- SUPPLIED PASSAGE:
Pull MM updates from Andrew Morton:

 - Nick Piggin's "shoot lazy tlbs" series, to improve the peformance of
   switching from a user process to a kernel thread.

 - More folio conversions from Kefeng Wang, Zhang Peng and Pankaj
   Raghav.

 - zsmalloc performance improvements from Sergey Senozhatsky.

 - Yue Zhao has found and fixed some data race issues around the
   alteration of memcg userspace tunables.

 - VFS rationalizations from Christoph Hellwig:
     - removal of most of the callers of write_one_page()
     - make __filemap_get_folio()'s return value more useful

 - Luis Chamberlain has changed tmpfs so it no longer requires swap
   backing. Use `mount -o noswap'.

 - Qi Zheng has made the slab shrinkers operate locklessly, providing
   some scalability benefits.

 - Keith Busch has improved dmapool's performance, making part of its
   operations O(1) rather than O(n).

 - Peter Xu adds the UFFD_FEATURE_WP_UNPOPULATED feature to userfaultd,
   permitting userspace to wr-protect anon memory unpopulated ptes.

- DATA:
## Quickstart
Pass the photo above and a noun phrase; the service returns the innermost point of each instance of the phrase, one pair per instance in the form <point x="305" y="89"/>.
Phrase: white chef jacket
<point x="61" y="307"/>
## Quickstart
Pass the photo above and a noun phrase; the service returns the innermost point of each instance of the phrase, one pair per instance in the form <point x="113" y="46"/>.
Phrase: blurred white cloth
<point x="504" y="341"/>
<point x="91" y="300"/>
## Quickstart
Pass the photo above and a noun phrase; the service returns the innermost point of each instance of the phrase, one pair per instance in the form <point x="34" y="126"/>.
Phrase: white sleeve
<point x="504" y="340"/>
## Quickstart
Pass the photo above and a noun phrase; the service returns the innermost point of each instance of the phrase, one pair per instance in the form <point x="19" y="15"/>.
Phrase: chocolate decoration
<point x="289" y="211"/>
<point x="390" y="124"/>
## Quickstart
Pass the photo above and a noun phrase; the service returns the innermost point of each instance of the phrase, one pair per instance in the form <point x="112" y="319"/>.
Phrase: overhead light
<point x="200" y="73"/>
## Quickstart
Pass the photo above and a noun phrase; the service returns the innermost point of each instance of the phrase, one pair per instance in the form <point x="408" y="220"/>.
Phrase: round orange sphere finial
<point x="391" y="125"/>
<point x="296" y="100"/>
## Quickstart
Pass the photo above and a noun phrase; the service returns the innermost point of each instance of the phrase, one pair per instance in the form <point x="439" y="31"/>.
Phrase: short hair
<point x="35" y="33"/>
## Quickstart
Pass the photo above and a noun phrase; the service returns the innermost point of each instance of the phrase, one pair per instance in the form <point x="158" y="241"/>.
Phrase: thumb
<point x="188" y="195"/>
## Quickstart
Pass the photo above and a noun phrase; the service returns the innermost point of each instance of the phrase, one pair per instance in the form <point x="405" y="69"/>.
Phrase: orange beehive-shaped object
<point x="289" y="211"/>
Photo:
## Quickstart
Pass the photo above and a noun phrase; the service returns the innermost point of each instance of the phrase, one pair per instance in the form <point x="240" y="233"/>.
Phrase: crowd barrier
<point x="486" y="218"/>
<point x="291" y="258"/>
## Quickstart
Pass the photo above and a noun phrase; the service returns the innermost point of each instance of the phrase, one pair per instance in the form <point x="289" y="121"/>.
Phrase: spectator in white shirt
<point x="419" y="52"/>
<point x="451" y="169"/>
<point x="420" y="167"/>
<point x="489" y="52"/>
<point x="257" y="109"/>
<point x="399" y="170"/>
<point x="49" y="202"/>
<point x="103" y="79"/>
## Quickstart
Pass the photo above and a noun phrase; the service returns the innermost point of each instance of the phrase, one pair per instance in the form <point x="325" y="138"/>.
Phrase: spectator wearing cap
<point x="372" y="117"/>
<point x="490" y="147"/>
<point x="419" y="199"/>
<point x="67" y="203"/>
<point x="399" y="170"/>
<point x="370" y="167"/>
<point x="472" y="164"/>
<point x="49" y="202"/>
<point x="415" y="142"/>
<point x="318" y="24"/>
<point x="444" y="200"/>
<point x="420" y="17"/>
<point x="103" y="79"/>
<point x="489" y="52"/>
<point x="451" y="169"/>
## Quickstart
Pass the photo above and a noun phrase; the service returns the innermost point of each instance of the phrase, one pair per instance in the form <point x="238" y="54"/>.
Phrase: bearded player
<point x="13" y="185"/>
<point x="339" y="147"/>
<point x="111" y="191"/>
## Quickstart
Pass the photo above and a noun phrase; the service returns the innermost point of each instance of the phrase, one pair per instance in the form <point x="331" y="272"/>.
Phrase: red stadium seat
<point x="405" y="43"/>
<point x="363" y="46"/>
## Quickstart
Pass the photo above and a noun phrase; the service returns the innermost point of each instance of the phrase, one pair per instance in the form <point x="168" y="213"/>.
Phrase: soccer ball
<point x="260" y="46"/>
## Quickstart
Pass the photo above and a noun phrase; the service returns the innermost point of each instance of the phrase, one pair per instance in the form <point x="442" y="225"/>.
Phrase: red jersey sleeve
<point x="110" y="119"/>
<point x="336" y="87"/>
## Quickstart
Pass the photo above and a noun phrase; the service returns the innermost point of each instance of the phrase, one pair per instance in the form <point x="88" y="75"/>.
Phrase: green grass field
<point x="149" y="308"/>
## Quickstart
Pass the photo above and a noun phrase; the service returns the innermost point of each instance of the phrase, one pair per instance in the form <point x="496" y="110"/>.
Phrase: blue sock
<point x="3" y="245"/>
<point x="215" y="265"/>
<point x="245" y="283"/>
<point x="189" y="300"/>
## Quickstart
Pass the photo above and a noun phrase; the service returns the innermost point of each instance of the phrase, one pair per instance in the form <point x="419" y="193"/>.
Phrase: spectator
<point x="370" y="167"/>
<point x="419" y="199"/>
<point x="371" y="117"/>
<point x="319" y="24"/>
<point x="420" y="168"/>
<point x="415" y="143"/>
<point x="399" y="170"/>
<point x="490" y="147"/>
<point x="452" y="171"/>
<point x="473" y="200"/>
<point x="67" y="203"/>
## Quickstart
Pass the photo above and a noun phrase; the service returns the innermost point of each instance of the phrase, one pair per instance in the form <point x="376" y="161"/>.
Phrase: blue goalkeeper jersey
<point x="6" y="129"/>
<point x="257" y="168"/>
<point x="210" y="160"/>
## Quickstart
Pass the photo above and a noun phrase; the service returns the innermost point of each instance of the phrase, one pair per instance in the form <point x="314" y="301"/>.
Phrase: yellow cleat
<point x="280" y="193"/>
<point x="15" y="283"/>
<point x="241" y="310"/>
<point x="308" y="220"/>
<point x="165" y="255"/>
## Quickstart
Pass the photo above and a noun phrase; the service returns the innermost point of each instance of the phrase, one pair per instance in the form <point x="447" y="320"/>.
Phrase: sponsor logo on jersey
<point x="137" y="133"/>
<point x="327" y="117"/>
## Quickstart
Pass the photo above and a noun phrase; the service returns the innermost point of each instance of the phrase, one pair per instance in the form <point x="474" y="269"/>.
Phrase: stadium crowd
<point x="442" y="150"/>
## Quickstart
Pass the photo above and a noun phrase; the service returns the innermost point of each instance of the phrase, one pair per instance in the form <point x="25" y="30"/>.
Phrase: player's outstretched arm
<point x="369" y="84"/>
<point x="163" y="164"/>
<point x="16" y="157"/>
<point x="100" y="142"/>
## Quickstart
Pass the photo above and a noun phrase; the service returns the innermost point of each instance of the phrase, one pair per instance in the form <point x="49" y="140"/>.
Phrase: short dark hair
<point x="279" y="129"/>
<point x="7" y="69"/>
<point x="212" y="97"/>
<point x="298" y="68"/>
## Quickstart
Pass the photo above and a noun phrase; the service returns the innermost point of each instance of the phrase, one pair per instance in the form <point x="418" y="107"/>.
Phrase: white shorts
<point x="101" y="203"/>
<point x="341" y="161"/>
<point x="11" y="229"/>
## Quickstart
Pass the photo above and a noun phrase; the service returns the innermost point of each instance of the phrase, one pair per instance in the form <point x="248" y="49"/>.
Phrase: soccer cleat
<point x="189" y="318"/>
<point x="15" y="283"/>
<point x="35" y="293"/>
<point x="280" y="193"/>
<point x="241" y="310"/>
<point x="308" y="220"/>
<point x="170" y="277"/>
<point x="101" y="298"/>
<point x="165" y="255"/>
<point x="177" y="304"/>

- DIRECTIONS FOR THIS TASK:
Using the MM updates list above, decide whether each statement agrees with it, answering yes or no and quoting the words that settle it: 1. tmpfs can now run without swap backing. 2. Keith Busch made all of dmapool's operations O(1). 3. The slab shrinkers were changed to operate with locks.

- FINISHED ANSWER:
1. Yes: "Luis Chamberlain has changed tmpfs so it no longer requires swap backing."
2. No: "making part of its operations O(1) rather than O(n)."
3. No: "Qi Zheng has made the slab shrinkers operate locklessly"